- _Task item_
Would you copy out exactly the lines of the listing below, beginning with the one that contains "[ ] one point" and ending with the last?

- _Source records_
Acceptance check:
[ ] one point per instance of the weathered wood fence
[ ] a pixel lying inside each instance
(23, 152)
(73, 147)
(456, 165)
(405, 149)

- _Result_
[ ] one point per instance of the weathered wood fence
[ ] a pixel lying inside each instance
(23, 152)
(73, 147)
(456, 165)
(405, 149)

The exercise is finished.